*Given passage*:
* * * * *

Using the `countyfloods` package"

not_cran <- Sys.getenv("NOT_CRAN") == "true"
if (!not_cran) {
   knitr::opts_chunk$set(eval = FALSE)
    msg <- paste("Note: Examples in this vignette are set to not run on CRAN. If you would",
                 "like to build this vignette locally, you can do so by first setting the",
                 "environmental variable 'NOT_CRAN' to 'true' on your computer and then ",
                 "rebuilding the vignette.")
    msg <- paste(strwrap(msg), collapse="\n")
    message(msg)
}
library(countyfloods)

Overview of the package

Basic example

You can use the get_county_cd function to get a vector of all counties within a state:

get_county_cd(state = c("Georgia", "Alabama"))

You can use the get_gages function to pull all gages within a county or counties. For example, to get information on all gages for Miami-Dade county, you can run:

library(dplyr)
get_gages("12086", start_date = "1988-01-01", end_date = "2015-01-01") %>%
  slice(1:5)

You can use these two functions together within a pipe chain. For example, to get information on all the gages in Virginia in 2015, you can run:

va_gages <- get_county_cd("Virginia") %>%
   get_gages(start_date = "2015-01-01", end_date = "2015-12-31")
head(va_gages)

The function sends county-by-county requests to the USGS water services server (https://waterservices.usgs.gov) and, if there are data for gages within that county, returns that data and adds it to the dataframe returned by the function. This function may result in a message about a 404 HTTP status for some counties. This means that no data was found for one of the counties being queried but will not affect proper running of the function for other counties. Internally, this function uses the whatNWISsites function from the package, dataRetrieval, but adds the county FIPS code for each gage, allowing users to join gage data with other data identified by county FIPS. This function also uses the readNWISsites function from the dataRetrieval package to obtain the drainage area of the watershed at the selected gage. This can be used as a proxy for relative river size.

Once you have a list of gage numbers for which you would like to pull flow data, you can use the get_flow_data function to pull that data. For example, to pull data for all the stream gage flow data for 1999 for gages in Southhampton County, VA (FIPS code 51175), you can run:

southampton_gages <- get_gages("51175", start_date = "1999-01-01",
                                end_date = "1999-12-31")

* * * * *

*Dataset entries*:
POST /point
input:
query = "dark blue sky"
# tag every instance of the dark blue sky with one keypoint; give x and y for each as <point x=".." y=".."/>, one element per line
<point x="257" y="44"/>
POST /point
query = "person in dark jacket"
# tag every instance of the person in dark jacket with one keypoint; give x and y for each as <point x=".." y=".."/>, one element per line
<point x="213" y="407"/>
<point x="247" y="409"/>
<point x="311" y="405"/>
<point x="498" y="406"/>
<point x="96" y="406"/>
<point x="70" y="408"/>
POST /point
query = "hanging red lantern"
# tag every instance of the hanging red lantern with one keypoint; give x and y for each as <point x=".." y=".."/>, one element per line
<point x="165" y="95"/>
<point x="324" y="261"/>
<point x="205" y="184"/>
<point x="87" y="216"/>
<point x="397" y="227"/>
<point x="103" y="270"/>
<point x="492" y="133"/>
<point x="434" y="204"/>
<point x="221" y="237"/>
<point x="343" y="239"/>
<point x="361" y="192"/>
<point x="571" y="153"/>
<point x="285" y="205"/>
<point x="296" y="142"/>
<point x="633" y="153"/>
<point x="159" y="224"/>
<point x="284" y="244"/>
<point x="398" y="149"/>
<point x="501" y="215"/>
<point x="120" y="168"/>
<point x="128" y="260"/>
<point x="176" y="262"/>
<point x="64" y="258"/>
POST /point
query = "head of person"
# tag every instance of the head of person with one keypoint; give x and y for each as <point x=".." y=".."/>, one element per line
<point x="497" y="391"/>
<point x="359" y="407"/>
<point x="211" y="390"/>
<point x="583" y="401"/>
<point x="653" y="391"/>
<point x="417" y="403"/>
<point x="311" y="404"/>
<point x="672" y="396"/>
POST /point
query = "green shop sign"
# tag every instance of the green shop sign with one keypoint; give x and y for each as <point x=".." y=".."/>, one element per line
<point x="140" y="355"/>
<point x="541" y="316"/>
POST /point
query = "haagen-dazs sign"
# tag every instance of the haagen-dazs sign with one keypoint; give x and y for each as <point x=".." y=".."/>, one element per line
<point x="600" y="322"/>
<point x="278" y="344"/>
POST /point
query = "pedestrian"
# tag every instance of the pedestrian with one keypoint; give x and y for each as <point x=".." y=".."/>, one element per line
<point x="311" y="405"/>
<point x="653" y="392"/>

* * * * *

*Problems and tasks*:
1. Pull out every line of the rows that contains the string "jacket", treating uppercase and lowercase letters as different.
2. Write what comes next in the countyfloods package text, starting after its last line.
The rows have no connection to the countyfloods package text.

*Task responses*:
1.
query = "person in dark jacket"
# tag every instance of the person in dark jacket with one keypoint; give x and y for each as <point x=".." y=".."/>, one element per line

2.
southampton_data <- get_flow_data(southampton_gages, start_date = "1999-01-01",
                                  end_date = "1999-12-31")

The output from get_flow_data is a data frame with daily streamflow for the queried gages over the requested dates. The data frame has three columns: "site_no" = gage number, "date" = date of observation, and "discharge" = mean daily flow in cubic feet per second (USGS parameter code 00060):

head(southampton_data)
library(ggplot2)
ggplot(southampton_data, aes(x = date, y = discharge, color = site_no)) + 
  geom_line() + theme_classic() + 
  labs(y = "mean daily flow (cubic ft / s)", color = "gage site #")

To determine when a flood occurred, we need a value to determine a gage-specific value of streamflow that consitutes a "flood". Expected streamflow values vary substantially from gage to gage, so it is criticial to determine a sensible threshold for each gage included in a study before trying to identify floods at each gage.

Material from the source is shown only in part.